▶ **EXERCISE AIM**: Please copy out each entry, word for word.
RECORDS SHOWN section start
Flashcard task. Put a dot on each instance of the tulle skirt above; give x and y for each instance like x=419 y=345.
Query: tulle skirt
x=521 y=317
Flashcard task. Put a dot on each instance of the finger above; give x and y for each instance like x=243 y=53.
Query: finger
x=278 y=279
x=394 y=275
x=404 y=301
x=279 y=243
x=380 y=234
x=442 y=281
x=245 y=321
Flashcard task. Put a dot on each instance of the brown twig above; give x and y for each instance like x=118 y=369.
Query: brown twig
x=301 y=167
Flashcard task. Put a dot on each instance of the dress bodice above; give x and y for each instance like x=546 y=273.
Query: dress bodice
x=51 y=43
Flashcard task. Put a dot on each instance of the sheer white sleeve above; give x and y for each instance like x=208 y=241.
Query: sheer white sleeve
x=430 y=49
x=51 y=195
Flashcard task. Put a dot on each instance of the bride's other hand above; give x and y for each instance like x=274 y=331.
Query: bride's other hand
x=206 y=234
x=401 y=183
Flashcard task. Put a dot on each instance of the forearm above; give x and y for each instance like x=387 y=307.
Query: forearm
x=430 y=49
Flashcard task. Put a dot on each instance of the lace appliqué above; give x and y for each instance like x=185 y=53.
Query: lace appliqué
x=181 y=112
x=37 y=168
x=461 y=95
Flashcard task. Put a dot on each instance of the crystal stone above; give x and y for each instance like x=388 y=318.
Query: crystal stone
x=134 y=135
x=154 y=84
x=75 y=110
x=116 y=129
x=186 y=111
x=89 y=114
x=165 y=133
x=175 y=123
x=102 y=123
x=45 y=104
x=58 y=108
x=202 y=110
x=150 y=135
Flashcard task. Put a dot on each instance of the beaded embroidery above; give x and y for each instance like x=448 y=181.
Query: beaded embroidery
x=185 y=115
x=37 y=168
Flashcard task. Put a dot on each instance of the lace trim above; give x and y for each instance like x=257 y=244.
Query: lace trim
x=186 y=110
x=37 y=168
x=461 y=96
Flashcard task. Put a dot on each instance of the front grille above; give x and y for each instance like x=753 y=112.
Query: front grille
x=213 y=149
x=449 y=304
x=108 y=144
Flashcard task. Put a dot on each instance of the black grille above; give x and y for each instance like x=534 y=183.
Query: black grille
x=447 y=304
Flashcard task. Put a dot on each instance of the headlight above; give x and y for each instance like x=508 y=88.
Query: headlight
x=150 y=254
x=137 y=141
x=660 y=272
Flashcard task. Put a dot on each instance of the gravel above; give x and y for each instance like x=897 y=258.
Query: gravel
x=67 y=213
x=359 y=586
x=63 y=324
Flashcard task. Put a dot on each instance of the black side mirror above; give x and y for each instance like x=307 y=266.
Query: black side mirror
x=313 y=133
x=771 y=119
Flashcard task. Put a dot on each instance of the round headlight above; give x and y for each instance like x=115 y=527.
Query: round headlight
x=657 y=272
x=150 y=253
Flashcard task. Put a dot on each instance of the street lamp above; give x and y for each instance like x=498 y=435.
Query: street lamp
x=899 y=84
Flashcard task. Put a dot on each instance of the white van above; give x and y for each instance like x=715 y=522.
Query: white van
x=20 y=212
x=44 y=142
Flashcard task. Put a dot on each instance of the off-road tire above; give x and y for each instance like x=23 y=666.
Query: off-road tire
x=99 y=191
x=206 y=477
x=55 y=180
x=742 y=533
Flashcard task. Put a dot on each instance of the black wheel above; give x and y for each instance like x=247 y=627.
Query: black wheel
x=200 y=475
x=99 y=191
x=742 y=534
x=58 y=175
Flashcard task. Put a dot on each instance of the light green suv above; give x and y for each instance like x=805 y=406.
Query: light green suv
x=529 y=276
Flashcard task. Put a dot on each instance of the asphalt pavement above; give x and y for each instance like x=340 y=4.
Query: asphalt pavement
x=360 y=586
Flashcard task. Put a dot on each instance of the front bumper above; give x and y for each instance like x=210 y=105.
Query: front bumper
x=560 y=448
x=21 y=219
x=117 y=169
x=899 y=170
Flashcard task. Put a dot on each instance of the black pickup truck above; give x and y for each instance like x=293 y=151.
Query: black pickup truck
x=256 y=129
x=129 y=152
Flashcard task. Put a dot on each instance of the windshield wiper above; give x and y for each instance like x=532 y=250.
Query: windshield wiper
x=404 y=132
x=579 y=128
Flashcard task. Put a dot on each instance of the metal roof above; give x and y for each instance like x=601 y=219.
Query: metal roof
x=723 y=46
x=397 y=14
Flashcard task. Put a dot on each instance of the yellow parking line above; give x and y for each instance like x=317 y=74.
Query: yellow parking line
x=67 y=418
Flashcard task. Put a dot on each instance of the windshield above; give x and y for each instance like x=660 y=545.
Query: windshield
RECORDS SHOWN section end
▶ **WRITTEN SOLUTION**:
Flashcard task. Put a dot on each instance of the tulle skirt above; give x and y for each instance like x=419 y=345.
Query: tulle skirt
x=521 y=317
Flashcard task. Put a dot on each instance of the finger above; give x and y for each instance like x=243 y=53.
Query: finger
x=278 y=279
x=394 y=275
x=404 y=301
x=279 y=243
x=380 y=234
x=442 y=281
x=245 y=321
Flashcard task. Put a dot on each instance of the brown twig above; give x and y for each instance like x=118 y=369.
Query: brown twig
x=301 y=167
Flashcard task. Put a dot on each instance of the dress bodice above; give x and y for each instance like x=546 y=273.
Query: dress bodice
x=51 y=43
Flashcard task. Put a dot on each instance of the sheer white sleeve above; give x and y for each instance like x=208 y=241.
Query: sheer white sleeve
x=430 y=49
x=51 y=195
Flashcard task. Put a dot on each instance of the bride's other hand above; give x and y for each instance like x=274 y=331.
Query: bride's other hand
x=206 y=234
x=401 y=183
Flashcard task. Put a dot on each instance of the forearm above; give x and y for each instance like x=387 y=307.
Query: forearm
x=430 y=49
Flashcard task. Put a dot on each instance of the lace appliqué above; give x and y for each instance like x=185 y=53.
Query: lace appliqué
x=181 y=112
x=37 y=168
x=461 y=95
Flashcard task. Put a dot on each instance of the crystal stone above; give x and y for each instance like x=388 y=318.
Query: crystal stone
x=134 y=135
x=154 y=84
x=75 y=110
x=116 y=129
x=186 y=111
x=89 y=114
x=165 y=133
x=175 y=123
x=102 y=123
x=45 y=104
x=58 y=108
x=202 y=110
x=150 y=135
Flashcard task. Put a dot on each instance of the beaded embroidery above; give x and y for each instance like x=448 y=181.
Query: beaded embroidery
x=185 y=115
x=37 y=168
Flashcard task. Put a dot on each instance of the lace trim above; give x and y for each instance like x=257 y=244.
Query: lace trim
x=186 y=110
x=37 y=168
x=461 y=96
Flashcard task. Put a dot on each instance of the front grille above; give x and y for each instance like x=753 y=112.
Query: front grille
x=213 y=149
x=449 y=304
x=108 y=144
Flashcard task. Put a dot on each instance of the black grille above; give x and y for each instance like x=534 y=183.
Query: black grille
x=447 y=304
Flashcard task. Put a dot on each instance of the headlight above; give x and y for each instance like x=508 y=88.
Query: headlight
x=150 y=254
x=137 y=141
x=660 y=272
Flashcard task. Put a dot on each instance of the gravel above; give x and y for each instance like x=897 y=258.
Query: gravel
x=67 y=213
x=359 y=586
x=63 y=324
Flashcard task. Put a dot on each instance of the black side mirror above; give x and y for each instance like x=307 y=266.
Query: black side mirror
x=313 y=133
x=771 y=119
Flashcard task. Put a dot on each instance of the round headlight above; give x and y for each instance like x=115 y=527.
Query: round headlight
x=657 y=272
x=150 y=253
Flashcard task. Put a dot on each instance of the street lamp above; give x and y for each instance like x=498 y=435.
Query: street lamp
x=899 y=84
Flashcard task. Put a dot on each instance of the white van above; give x and y for each instance like x=715 y=522.
Query: white van
x=20 y=212
x=44 y=142
Flashcard task. Put a dot on each instance of the off-road tire above; give x and y for each instance like x=23 y=666.
Query: off-road tire
x=99 y=191
x=206 y=477
x=55 y=180
x=742 y=533
Flashcard task. Put a dot on each instance of the black wheel above; give x and y for each instance like x=247 y=627.
Query: black wheel
x=200 y=475
x=99 y=191
x=742 y=534
x=58 y=175
Flashcard task. Put a dot on each instance of the light green suv above; give x and y for each instance like x=805 y=406.
Query: light green suv
x=529 y=276
Flashcard task. Put a dot on each instance of the asphalt pavement above; give x and y for each instance like x=340 y=4.
Query: asphalt pavement
x=360 y=586
Flashcard task. Put a dot on each instance of the front bumper above; give x and y for each instance like x=210 y=105.
Query: front bumper
x=560 y=448
x=21 y=219
x=117 y=169
x=899 y=170
Flashcard task. Put a dot on each instance of the black pickup truck above; give x and y for each instance like x=293 y=151.
Query: black pickup truck
x=256 y=129
x=129 y=152
Flashcard task. Put a dot on each instance of the windshield wiper above; give x and y for each instance like x=532 y=250.
Query: windshield wiper
x=404 y=132
x=579 y=128
Flashcard task. Put a dot on each instance of the metal roof above; give x and y for each instance like x=601 y=219.
Query: metal roof
x=723 y=46
x=397 y=14
Flashcard task. Put a dot on each instance of the yellow parking line above; give x and y for each instance like x=317 y=74.
Query: yellow parking line
x=67 y=418
Flashcard task. Put a dot on each instance of the windshield above; give x and y for each instance like x=660 y=545.
Query: windshield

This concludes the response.